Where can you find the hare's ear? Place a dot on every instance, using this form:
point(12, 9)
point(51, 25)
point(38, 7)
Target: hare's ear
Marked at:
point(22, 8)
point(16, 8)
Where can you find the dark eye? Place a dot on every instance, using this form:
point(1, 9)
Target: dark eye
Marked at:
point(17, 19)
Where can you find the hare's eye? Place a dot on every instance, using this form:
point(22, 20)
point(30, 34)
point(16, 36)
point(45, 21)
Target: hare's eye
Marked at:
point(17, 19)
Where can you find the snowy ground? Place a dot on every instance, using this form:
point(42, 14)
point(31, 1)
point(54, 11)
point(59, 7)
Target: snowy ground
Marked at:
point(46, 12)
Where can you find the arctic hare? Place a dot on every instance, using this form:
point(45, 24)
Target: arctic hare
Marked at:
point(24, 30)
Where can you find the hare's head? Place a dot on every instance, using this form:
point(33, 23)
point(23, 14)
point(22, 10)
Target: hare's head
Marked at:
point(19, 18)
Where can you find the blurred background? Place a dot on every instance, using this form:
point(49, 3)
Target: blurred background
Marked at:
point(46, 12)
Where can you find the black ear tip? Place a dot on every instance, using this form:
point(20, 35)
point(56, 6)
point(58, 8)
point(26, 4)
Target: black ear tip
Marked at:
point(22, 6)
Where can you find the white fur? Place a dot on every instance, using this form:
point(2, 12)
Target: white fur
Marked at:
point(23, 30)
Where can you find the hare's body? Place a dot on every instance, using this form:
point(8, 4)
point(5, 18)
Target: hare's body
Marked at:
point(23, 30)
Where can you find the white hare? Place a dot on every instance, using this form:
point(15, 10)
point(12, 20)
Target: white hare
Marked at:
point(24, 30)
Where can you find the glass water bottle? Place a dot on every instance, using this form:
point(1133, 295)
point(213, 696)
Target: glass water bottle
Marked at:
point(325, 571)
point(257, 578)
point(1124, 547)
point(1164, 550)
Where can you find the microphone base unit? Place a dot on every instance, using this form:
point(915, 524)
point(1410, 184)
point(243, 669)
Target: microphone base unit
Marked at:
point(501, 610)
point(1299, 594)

* * * * * * *

- **Exercise goal**
Word for word, output all of the material above.

- **Output for this exercise**
Where can you find the hare's ear? Place a dot on every instance, using this form:
point(12, 9)
point(51, 25)
point(38, 7)
Target: hare's ear
Marked at:
point(22, 8)
point(16, 8)
Where can you find the dark eye? Place a dot on every instance, using this form:
point(1, 9)
Target: dark eye
Marked at:
point(17, 19)
Where can you find the hare's eye? Place a dot on every instance, using this form:
point(22, 20)
point(30, 34)
point(16, 36)
point(45, 21)
Target: hare's eye
Marked at:
point(17, 19)
Where can you find the snowy ground? Place a dot on every instance, using this form:
point(42, 14)
point(31, 1)
point(54, 11)
point(59, 7)
Target: snowy ground
Marked at:
point(46, 12)
Where can you find the arctic hare? Place a dot on every instance, using this form:
point(45, 24)
Target: arctic hare
Marked at:
point(24, 30)
Where can you find the hare's head? Place a dot on every instance, using this form:
point(33, 23)
point(23, 14)
point(22, 10)
Target: hare's head
Marked at:
point(19, 18)
Where can you find the blurred background? Place a dot on every instance, using this form:
point(49, 3)
Target: blurred background
Marked at:
point(46, 12)
Where can you find the black ear tip? Place a dot on every instance, using this form:
point(20, 35)
point(56, 6)
point(58, 8)
point(26, 4)
Target: black ear tip
Marked at:
point(22, 6)
Where can you find the white fur? Place a dot on every instance, using this form:
point(2, 12)
Target: white fur
Marked at:
point(23, 30)
Where can you find the hare's body? Place a dot on every instance, using this form:
point(8, 4)
point(5, 18)
Target: hare's body
Marked at:
point(23, 30)
Where can you find the white hare? Place a dot on every instance, using this form:
point(15, 10)
point(12, 20)
Target: white hare
Marked at:
point(24, 30)
Where can you find the glass water bottle? Place a dot on every instance, using this form:
point(1133, 295)
point(213, 696)
Target: glass water bottle
Marked at:
point(325, 571)
point(257, 578)
point(1124, 547)
point(1164, 550)
Where can you find the microphone base unit? Place a dot on every instance, using this form:
point(915, 524)
point(1410, 184)
point(243, 669)
Target: microphone base unit
Marked at:
point(501, 610)
point(1299, 594)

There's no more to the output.